*** Opening PASSAGE ***

Applies to: - Stored XSS in comments, profiles, messages - Stored SSTI in templates - Stored CRLF in headers - Uploaded files (delete after screenshot)

Finding Record

{
  "finding_id": "FINDING-001",
  "cleanup_status": "cleaned",
  "cleanup_evidence": {
    "timestamp": "2026-03-13T14:35:00Z",
    "verified_removed": true
  }
}

User Confirmation Workflow

Before final inclusion in report, ask user for each finding:

Found: SQL Injection in /api/v1/users?sort=
Severity: HIGH
PoC: curl "https://api.example.com/api/v1/users?sort=name' AND SLEEP(5)"
Expected: Response delays 5+ seconds
Actual: Response delayed 5.2 seconds ✓

Include in report? (yes/no)

*** Closing PASSAGE ***

| INSTRUCTIONS TO FOLLOW |
Answer these questions from the passage above:
(a) What should be done with uploaded files after the screenshot?
(b) What value does the finding record give for "cleanup_status"?
(c) How long was the response actually delayed in the SQL injection test?

*** Opening SOURCE MATERIAL ***

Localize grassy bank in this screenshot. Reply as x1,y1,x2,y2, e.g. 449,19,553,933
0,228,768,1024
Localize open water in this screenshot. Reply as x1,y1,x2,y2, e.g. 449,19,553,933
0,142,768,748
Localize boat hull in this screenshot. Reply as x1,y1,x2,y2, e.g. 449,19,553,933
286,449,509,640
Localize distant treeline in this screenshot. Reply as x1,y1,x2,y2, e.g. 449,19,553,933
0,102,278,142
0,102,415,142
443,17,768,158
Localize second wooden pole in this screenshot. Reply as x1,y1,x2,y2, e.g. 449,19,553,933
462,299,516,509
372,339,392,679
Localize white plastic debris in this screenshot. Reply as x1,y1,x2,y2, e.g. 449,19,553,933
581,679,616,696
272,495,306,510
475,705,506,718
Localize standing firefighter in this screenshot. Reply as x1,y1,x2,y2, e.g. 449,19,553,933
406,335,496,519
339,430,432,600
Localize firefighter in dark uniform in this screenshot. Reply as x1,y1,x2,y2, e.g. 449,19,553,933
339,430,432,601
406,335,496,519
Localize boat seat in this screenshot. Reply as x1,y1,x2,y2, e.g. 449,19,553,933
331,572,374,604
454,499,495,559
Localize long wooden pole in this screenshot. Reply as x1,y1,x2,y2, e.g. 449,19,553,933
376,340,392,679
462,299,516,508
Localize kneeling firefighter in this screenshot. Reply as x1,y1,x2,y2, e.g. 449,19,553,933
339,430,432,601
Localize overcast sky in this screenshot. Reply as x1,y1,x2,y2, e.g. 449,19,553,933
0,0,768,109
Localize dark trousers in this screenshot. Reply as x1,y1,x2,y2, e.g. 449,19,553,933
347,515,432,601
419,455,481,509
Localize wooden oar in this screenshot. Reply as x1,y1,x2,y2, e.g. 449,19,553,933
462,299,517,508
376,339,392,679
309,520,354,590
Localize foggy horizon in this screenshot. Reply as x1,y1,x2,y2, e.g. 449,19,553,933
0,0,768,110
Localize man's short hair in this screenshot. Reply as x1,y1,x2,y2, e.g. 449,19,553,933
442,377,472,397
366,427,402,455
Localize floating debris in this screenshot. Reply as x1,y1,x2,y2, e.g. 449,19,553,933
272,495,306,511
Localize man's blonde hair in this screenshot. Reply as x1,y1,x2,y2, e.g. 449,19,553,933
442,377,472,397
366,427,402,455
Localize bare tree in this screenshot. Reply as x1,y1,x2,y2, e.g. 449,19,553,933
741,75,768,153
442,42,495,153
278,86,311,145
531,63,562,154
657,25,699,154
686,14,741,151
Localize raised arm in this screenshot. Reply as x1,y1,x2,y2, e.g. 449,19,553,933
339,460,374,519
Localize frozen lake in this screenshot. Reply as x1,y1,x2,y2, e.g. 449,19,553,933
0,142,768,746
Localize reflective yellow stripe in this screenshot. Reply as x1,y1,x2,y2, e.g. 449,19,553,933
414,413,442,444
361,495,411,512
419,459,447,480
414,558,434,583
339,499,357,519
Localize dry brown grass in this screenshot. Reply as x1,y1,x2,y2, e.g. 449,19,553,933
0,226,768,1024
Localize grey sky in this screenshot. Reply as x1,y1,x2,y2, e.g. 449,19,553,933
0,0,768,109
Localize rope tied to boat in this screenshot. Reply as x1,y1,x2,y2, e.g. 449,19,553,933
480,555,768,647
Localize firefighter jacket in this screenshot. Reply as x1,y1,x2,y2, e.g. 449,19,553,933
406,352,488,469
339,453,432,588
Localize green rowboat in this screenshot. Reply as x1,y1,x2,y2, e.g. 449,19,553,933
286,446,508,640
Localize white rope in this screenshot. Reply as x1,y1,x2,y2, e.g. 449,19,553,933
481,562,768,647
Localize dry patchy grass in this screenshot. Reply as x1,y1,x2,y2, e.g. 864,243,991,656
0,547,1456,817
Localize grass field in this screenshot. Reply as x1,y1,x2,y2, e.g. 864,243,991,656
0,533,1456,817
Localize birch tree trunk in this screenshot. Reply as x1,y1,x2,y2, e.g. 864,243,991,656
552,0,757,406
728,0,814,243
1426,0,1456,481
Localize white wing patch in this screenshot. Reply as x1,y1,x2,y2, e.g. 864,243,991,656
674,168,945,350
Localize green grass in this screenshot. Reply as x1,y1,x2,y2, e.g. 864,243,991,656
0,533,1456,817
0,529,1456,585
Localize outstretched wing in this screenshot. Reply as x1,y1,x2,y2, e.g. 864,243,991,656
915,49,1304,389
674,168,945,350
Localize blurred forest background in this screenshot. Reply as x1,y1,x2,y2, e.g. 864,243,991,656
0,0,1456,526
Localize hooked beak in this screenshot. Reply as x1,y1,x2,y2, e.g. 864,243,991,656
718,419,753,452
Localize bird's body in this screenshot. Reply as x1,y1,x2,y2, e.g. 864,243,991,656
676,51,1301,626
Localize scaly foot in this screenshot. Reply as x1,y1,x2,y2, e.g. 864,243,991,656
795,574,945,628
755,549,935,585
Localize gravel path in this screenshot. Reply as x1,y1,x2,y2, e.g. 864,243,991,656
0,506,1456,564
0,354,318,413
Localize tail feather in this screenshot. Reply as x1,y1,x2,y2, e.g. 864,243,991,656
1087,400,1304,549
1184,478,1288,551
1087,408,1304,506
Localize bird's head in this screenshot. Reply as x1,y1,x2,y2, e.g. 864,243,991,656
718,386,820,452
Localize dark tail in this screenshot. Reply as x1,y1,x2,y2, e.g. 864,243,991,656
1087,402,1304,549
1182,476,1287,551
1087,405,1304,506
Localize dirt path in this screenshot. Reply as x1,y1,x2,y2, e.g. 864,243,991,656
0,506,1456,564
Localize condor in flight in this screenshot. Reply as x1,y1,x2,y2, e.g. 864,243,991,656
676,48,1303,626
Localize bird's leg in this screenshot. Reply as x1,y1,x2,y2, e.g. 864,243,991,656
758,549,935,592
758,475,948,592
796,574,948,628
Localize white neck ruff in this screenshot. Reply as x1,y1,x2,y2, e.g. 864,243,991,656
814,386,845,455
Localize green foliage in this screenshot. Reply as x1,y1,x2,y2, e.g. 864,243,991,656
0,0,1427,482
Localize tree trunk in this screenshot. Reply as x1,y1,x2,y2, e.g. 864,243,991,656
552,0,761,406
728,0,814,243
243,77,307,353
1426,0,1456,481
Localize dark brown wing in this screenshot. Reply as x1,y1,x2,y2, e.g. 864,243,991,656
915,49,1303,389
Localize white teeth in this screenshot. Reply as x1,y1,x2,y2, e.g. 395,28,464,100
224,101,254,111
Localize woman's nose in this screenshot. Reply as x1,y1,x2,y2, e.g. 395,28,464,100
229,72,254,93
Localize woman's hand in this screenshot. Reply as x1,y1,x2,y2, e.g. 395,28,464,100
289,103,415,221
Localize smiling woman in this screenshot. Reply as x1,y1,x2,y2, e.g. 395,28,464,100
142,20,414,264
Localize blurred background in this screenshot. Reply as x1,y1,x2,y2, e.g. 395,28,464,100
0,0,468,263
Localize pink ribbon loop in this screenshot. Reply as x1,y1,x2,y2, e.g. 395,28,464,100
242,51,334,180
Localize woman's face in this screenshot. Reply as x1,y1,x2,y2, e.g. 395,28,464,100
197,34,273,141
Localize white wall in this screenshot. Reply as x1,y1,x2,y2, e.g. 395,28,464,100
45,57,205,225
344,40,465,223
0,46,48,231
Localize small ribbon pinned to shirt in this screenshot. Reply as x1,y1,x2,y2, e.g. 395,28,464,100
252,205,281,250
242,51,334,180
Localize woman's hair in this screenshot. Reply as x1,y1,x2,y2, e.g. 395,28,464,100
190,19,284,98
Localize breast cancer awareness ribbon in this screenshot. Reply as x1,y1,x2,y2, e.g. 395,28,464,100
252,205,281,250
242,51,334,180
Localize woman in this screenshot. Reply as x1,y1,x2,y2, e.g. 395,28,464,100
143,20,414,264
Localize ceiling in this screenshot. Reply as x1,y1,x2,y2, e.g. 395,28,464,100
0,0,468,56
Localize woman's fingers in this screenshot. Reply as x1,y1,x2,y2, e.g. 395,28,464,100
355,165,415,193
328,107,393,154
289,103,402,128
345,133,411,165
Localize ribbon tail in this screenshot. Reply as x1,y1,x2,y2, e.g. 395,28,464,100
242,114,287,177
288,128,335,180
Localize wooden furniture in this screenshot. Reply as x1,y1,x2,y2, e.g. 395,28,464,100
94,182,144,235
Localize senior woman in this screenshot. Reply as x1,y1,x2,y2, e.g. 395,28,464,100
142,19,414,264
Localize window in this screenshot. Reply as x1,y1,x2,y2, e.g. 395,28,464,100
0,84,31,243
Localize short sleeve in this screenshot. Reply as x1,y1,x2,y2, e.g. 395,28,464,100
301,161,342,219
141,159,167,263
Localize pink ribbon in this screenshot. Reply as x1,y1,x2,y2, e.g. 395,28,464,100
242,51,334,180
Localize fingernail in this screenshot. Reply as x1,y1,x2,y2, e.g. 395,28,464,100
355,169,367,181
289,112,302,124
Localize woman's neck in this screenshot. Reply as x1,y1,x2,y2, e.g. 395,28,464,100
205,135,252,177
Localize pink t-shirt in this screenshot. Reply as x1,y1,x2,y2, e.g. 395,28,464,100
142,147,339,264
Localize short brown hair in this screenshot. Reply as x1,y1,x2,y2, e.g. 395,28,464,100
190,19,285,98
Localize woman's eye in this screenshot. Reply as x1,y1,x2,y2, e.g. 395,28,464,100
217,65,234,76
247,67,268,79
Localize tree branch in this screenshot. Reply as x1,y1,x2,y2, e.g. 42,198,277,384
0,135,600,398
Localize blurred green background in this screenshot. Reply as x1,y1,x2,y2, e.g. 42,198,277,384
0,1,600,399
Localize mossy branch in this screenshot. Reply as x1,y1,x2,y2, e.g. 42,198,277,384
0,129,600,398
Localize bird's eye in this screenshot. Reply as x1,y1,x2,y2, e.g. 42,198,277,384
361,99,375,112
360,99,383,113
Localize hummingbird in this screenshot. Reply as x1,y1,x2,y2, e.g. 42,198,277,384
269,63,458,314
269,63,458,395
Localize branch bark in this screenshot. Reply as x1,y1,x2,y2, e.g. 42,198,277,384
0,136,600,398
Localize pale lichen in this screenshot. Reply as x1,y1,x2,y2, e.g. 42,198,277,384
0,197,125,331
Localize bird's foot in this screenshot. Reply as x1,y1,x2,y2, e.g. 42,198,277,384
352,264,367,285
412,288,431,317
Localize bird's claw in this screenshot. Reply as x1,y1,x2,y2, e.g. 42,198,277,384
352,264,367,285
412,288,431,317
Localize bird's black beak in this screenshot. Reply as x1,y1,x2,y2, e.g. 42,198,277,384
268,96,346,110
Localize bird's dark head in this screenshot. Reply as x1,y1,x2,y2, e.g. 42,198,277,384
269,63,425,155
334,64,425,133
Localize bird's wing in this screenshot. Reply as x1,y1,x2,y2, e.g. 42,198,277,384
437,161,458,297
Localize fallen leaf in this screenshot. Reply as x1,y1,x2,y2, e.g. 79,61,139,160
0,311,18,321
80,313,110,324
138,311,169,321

*** Closing SOURCE MATERIAL ***

| EXPECTED ANSWER |
(a) They should be deleted.
(b) "cleaned"
(c) 5.2 seconds